Brief |
Taking the listing below, restate word for word each line from the line with "Target: closet door" to the line with "point(16, 117)", ends included, and stop there.
● ● ● ● ● ● ●
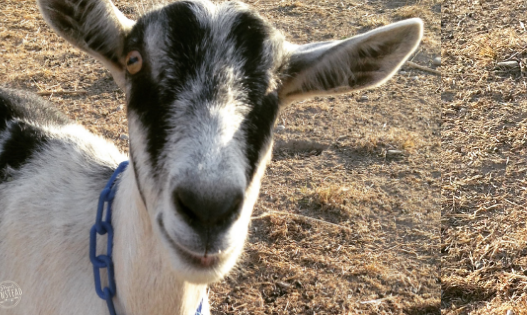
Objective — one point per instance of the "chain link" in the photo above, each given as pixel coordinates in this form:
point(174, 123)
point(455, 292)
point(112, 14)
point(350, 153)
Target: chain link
point(104, 227)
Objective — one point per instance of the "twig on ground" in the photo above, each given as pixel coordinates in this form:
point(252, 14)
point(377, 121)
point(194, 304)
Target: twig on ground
point(61, 92)
point(298, 216)
point(416, 66)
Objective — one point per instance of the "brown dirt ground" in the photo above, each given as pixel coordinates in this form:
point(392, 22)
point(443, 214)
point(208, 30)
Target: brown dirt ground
point(484, 165)
point(330, 163)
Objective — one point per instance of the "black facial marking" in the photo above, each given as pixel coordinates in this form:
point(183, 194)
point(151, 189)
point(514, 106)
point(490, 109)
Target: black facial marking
point(249, 33)
point(24, 140)
point(259, 125)
point(187, 44)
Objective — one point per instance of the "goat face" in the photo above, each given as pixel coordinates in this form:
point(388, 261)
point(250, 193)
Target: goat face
point(204, 86)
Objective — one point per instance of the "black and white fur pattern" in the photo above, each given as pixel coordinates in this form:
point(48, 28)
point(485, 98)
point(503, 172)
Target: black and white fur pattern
point(201, 112)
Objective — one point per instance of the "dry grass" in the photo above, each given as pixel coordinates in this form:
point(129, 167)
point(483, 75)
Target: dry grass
point(381, 254)
point(484, 192)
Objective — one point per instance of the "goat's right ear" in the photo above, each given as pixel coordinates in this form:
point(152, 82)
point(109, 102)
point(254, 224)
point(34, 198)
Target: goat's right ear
point(95, 26)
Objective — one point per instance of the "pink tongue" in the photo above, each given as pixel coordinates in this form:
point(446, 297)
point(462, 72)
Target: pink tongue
point(206, 261)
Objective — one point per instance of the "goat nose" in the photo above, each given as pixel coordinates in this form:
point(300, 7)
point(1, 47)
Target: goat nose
point(197, 208)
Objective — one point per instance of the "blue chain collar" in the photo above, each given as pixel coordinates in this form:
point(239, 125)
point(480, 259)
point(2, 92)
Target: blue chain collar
point(103, 227)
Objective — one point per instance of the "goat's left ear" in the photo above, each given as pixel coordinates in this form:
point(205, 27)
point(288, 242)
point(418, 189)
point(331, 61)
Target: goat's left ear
point(360, 62)
point(95, 26)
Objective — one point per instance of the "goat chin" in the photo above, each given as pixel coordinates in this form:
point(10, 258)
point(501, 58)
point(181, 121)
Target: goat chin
point(204, 86)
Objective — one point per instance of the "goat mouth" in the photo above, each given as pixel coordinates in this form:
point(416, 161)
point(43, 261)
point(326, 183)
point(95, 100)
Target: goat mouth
point(202, 261)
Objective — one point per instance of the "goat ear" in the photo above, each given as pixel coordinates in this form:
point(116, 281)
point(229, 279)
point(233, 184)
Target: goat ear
point(95, 26)
point(360, 62)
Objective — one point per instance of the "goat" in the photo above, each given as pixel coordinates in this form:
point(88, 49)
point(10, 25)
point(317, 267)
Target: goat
point(204, 85)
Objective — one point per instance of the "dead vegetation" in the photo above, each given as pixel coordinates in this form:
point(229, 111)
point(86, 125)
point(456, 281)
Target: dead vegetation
point(484, 165)
point(332, 163)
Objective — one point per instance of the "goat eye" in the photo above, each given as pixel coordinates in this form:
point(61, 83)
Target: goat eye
point(134, 62)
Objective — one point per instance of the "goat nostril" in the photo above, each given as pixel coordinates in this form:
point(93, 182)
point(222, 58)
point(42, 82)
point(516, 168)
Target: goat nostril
point(206, 209)
point(184, 207)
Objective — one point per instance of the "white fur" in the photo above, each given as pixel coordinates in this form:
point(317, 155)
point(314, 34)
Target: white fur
point(46, 212)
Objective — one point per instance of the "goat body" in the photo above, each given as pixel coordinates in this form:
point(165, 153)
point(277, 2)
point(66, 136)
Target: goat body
point(204, 86)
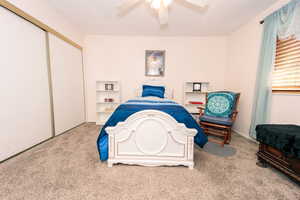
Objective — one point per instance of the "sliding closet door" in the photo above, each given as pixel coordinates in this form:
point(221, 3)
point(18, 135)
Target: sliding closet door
point(67, 84)
point(25, 115)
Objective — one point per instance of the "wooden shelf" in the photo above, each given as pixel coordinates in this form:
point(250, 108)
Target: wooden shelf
point(105, 109)
point(108, 91)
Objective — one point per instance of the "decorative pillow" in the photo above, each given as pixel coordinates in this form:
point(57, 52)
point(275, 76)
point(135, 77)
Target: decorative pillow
point(154, 91)
point(220, 104)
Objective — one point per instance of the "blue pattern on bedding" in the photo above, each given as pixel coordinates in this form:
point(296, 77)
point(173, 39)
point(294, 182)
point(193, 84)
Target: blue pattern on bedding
point(132, 106)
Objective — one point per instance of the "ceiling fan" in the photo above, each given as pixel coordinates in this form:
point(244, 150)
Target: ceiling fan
point(162, 6)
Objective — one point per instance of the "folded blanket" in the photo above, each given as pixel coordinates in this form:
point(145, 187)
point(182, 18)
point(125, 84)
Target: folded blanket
point(285, 138)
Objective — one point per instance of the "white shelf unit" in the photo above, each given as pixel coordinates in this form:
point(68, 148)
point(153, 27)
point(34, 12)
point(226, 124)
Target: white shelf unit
point(198, 96)
point(104, 108)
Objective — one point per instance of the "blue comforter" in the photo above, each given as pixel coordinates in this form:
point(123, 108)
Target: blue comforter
point(132, 106)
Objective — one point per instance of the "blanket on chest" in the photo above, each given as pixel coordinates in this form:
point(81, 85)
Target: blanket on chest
point(132, 106)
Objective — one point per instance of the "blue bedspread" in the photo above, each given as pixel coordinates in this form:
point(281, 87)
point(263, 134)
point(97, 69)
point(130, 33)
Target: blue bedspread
point(132, 106)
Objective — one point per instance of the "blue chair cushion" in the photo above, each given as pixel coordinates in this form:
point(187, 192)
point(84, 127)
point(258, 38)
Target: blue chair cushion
point(220, 104)
point(217, 120)
point(154, 91)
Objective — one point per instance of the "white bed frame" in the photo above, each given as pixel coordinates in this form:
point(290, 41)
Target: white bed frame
point(151, 138)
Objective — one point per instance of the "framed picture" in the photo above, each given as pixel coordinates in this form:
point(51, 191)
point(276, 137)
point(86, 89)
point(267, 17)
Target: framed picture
point(197, 87)
point(155, 63)
point(109, 86)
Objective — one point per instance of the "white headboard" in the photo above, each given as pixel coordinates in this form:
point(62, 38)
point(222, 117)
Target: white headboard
point(154, 82)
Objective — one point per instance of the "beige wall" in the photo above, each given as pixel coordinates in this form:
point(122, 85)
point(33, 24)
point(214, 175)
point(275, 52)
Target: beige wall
point(43, 11)
point(243, 51)
point(123, 58)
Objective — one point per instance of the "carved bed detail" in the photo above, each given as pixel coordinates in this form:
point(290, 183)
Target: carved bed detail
point(151, 138)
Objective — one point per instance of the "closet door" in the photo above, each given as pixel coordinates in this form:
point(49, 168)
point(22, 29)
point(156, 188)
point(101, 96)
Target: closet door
point(25, 115)
point(67, 85)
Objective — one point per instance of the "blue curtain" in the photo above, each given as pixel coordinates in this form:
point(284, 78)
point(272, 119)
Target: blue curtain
point(281, 23)
point(263, 89)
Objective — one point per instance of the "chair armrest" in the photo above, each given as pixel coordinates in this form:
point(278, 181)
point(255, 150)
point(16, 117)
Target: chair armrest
point(234, 115)
point(201, 109)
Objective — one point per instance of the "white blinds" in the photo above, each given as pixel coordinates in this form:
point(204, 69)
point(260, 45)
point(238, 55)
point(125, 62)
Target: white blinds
point(286, 75)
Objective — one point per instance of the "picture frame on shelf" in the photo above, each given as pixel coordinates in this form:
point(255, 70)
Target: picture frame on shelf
point(155, 63)
point(197, 87)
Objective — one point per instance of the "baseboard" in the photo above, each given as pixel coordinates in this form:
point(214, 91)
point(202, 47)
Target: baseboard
point(42, 142)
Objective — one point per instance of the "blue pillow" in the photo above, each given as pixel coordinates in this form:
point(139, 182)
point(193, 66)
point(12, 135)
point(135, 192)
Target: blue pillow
point(153, 91)
point(220, 104)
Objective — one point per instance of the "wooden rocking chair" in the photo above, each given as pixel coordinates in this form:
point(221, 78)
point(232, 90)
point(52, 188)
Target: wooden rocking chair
point(219, 115)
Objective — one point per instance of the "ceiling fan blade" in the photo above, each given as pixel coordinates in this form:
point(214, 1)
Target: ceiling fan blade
point(200, 3)
point(125, 5)
point(163, 15)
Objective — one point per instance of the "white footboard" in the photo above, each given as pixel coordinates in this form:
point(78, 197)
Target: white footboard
point(151, 138)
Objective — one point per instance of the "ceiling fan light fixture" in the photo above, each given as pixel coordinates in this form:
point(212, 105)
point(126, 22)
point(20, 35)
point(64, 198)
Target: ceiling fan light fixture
point(167, 2)
point(155, 4)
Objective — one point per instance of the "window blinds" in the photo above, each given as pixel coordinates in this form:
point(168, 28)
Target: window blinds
point(286, 75)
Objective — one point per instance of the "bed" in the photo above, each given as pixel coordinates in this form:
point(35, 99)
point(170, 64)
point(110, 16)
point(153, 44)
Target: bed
point(150, 131)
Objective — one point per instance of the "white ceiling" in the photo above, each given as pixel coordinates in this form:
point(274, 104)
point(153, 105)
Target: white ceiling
point(101, 17)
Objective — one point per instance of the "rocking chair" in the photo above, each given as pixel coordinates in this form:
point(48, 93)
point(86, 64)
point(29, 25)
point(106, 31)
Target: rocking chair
point(219, 115)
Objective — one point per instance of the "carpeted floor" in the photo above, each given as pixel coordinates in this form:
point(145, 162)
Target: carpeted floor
point(68, 167)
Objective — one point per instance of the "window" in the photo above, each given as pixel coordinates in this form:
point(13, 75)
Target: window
point(286, 75)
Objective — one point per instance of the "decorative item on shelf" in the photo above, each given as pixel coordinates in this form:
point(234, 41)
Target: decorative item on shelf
point(109, 109)
point(196, 102)
point(110, 100)
point(197, 87)
point(109, 86)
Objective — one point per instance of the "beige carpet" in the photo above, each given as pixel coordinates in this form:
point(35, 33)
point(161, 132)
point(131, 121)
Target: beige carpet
point(68, 167)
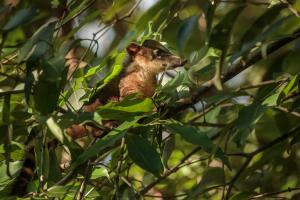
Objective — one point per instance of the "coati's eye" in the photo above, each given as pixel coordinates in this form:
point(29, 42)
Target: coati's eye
point(158, 52)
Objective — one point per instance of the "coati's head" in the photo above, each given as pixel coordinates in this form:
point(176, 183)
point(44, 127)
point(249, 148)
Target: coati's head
point(152, 57)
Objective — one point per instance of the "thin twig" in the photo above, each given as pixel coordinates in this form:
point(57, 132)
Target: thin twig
point(283, 109)
point(249, 156)
point(235, 68)
point(169, 172)
point(269, 194)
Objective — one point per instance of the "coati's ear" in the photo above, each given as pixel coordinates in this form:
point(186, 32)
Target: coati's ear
point(133, 48)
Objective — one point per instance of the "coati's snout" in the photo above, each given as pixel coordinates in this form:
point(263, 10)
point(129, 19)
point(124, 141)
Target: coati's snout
point(153, 57)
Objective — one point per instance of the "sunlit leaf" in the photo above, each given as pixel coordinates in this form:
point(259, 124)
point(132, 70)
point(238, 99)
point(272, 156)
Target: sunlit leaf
point(21, 17)
point(194, 136)
point(143, 153)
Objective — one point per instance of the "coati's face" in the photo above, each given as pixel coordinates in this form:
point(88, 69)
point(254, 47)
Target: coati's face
point(153, 57)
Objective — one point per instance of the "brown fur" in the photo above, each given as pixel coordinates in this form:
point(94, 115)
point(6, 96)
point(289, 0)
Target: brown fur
point(139, 76)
● ● ● ● ● ● ●
Answer to this problem |
Target: closet door
point(25, 115)
point(67, 85)
Objective — one point per instance of the "blue curtain" in the photo above, each given as pixel coordinates in this form:
point(284, 78)
point(272, 119)
Target: blue curtain
point(281, 23)
point(263, 89)
Objective — one point per instance of the "chair armrest" in the photo above, each given as pixel coordinates in this form:
point(278, 181)
point(255, 150)
point(16, 117)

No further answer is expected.